╔══

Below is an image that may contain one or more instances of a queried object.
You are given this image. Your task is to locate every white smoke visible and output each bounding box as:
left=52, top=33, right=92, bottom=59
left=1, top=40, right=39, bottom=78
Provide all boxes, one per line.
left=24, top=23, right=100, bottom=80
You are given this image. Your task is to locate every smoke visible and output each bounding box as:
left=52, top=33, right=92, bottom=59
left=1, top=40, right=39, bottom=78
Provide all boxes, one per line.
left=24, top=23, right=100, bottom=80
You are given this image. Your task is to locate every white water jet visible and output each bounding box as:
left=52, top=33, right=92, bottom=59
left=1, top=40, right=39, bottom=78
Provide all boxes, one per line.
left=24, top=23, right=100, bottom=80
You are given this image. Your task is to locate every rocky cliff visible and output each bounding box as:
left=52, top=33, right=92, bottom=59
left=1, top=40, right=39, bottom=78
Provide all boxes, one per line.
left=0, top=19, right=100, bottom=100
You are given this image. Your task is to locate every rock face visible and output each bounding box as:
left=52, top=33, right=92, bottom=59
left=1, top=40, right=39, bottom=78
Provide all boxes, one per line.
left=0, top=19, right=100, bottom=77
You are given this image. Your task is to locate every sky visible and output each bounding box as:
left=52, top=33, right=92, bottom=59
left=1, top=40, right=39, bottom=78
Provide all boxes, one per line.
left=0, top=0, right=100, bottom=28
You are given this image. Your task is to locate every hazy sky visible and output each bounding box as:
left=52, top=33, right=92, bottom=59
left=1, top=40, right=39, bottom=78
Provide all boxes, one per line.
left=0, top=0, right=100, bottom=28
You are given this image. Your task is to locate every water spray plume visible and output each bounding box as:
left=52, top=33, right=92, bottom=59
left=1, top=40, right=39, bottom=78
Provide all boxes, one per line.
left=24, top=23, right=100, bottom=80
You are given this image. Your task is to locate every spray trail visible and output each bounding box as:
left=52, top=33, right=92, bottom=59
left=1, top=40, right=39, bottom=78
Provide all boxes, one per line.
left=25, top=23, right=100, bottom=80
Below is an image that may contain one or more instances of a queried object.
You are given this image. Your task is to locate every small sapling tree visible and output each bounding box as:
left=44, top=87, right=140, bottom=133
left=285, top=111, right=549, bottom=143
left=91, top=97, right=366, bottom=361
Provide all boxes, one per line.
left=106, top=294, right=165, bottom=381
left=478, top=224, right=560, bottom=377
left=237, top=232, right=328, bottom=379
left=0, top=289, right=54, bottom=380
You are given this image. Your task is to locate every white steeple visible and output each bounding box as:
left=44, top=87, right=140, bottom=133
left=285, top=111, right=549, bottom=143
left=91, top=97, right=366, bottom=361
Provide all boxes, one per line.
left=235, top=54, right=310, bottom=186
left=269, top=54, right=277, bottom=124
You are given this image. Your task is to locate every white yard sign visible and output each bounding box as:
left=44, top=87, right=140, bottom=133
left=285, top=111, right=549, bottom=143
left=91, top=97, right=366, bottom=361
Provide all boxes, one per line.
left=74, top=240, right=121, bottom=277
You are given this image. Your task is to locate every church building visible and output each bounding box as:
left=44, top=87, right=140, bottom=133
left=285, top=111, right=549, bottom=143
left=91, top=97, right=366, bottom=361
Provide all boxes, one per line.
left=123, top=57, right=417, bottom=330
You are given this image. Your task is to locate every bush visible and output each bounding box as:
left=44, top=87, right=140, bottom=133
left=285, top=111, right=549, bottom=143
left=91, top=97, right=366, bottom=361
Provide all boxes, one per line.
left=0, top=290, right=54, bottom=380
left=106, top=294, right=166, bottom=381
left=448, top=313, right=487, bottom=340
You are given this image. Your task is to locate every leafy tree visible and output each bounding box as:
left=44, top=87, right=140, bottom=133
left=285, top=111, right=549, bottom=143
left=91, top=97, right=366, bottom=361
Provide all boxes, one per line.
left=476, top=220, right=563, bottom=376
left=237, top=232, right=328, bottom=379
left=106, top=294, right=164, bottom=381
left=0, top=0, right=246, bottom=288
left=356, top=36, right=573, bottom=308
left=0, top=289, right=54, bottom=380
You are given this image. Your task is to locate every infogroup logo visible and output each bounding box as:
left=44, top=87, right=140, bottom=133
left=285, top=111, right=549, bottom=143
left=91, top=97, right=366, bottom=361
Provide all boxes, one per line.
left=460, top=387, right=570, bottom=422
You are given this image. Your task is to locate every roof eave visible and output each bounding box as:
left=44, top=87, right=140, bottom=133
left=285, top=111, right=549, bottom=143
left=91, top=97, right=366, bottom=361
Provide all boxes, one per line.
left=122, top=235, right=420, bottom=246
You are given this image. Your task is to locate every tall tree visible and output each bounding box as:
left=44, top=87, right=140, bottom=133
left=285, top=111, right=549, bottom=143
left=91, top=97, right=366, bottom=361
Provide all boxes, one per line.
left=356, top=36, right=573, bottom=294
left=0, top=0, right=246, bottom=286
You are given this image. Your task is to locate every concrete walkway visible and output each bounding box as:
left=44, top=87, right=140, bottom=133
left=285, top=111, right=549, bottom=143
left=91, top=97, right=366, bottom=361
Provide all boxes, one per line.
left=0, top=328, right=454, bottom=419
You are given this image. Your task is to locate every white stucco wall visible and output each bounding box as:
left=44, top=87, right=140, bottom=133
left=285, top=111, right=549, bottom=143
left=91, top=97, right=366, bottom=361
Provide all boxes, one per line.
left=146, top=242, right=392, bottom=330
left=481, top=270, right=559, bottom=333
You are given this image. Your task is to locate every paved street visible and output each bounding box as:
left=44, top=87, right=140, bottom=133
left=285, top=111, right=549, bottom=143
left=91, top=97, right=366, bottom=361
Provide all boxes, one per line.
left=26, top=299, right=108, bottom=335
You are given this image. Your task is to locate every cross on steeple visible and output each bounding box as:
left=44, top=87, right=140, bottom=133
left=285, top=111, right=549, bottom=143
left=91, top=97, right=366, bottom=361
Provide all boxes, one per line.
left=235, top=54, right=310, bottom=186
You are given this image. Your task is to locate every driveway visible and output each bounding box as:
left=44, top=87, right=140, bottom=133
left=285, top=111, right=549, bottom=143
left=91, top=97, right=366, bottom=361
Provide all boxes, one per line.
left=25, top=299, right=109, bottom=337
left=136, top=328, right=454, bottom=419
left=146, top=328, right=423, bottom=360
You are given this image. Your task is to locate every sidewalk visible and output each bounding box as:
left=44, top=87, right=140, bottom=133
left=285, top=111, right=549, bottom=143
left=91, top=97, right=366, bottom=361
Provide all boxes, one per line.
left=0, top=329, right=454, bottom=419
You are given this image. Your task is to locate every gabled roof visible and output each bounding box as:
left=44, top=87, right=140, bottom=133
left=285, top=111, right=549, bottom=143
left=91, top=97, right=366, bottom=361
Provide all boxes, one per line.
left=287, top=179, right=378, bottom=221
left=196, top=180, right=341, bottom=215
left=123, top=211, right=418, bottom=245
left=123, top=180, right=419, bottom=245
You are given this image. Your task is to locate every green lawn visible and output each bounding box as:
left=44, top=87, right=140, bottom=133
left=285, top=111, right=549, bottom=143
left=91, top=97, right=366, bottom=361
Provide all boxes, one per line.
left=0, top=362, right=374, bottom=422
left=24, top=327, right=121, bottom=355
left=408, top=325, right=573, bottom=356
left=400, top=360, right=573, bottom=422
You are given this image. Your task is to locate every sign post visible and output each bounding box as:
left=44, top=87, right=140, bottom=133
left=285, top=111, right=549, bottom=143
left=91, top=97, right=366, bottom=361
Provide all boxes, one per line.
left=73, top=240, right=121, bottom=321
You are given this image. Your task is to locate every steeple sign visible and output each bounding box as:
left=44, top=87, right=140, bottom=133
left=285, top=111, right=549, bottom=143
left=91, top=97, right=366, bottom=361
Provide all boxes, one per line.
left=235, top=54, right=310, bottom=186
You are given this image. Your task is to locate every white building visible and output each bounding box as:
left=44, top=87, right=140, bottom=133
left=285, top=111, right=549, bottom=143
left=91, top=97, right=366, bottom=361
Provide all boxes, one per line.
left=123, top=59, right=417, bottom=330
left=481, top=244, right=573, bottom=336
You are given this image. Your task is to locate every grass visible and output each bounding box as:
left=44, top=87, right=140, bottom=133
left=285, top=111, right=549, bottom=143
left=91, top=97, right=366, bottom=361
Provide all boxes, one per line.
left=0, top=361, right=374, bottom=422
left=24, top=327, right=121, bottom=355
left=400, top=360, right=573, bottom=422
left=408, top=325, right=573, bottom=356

╚══

## WORK TO DO
Copy the records from the line containing "every rock face" up to and including the line containing "left=0, top=19, right=100, bottom=77", substituting "cliff face" for "rock face" and leaving everything else the same.

## FULL RESPONSE
You are given this image. Your task is to locate every cliff face visible and output each bounding box as:
left=52, top=33, right=92, bottom=59
left=1, top=40, right=39, bottom=78
Provide all boxes, one per line.
left=0, top=19, right=100, bottom=77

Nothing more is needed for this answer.